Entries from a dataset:
******************************

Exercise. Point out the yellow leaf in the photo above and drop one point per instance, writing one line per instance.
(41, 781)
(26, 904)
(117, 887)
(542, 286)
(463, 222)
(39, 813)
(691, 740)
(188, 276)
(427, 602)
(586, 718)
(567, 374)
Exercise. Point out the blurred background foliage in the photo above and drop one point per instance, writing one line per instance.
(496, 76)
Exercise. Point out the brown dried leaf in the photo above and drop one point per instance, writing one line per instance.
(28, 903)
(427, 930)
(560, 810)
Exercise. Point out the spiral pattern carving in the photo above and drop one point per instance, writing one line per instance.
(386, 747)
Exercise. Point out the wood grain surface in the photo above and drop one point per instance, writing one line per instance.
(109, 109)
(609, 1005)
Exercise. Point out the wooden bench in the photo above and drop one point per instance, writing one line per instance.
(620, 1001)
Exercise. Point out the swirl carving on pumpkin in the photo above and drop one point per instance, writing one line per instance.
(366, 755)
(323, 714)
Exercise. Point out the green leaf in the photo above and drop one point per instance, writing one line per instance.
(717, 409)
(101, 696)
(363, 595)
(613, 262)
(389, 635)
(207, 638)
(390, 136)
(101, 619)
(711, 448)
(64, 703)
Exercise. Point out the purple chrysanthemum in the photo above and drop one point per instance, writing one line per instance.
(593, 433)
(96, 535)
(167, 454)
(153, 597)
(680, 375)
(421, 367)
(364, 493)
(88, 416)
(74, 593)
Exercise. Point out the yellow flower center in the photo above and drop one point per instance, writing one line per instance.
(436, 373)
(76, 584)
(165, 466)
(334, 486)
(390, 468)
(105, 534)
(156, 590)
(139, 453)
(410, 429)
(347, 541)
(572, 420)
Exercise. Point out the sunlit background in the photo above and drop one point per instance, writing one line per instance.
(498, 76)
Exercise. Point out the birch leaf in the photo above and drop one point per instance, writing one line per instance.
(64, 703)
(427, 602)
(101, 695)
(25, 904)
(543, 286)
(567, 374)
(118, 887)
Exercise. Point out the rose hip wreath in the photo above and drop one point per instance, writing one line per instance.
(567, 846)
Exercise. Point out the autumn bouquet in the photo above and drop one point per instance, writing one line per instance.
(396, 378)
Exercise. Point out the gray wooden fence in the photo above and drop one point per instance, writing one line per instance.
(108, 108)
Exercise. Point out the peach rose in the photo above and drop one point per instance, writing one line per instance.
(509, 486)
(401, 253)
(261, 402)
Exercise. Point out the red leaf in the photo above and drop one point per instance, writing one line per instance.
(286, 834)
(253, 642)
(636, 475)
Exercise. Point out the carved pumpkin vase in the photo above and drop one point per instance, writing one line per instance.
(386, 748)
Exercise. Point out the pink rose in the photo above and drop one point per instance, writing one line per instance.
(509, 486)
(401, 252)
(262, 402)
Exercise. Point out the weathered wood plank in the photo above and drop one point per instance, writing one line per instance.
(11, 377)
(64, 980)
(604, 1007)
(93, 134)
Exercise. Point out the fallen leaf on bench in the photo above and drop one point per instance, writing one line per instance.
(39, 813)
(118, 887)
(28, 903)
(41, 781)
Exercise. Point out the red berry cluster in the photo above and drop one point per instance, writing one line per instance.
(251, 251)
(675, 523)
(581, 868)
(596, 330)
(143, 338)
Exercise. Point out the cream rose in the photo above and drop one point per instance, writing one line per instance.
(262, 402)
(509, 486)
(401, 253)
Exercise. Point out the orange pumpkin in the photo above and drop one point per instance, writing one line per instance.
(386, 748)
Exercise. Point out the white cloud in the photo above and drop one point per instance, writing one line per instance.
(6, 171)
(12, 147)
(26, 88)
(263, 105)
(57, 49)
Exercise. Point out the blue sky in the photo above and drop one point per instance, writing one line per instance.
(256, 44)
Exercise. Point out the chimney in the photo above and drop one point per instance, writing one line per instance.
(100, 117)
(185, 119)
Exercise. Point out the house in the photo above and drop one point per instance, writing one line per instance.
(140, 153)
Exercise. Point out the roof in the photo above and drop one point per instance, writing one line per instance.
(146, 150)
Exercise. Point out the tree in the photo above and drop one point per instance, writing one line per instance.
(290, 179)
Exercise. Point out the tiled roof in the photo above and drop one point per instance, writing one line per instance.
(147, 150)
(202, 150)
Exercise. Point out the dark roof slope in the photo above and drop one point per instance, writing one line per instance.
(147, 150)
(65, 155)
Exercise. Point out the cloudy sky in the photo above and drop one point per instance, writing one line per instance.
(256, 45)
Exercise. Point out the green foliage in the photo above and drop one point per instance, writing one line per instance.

******************************

Written task: Return the rows above verbatim, starting at the line that contains "Exercise. Point out the spiral" and ending at the line that contains "(620, 1001)", with both of those lines included.

Answer to this task:
Exercise. Point out the spiral pattern carving in the photo above and drop one point per instance, writing one line per instance.
(386, 747)
Exercise. Point out the wood grain surface in the photo above and drop one point per instance, writing one line per instance.
(109, 109)
(609, 1005)
Exercise. Point out the wooden bench in the photo above and drop one point per instance, writing one line per instance.
(620, 1001)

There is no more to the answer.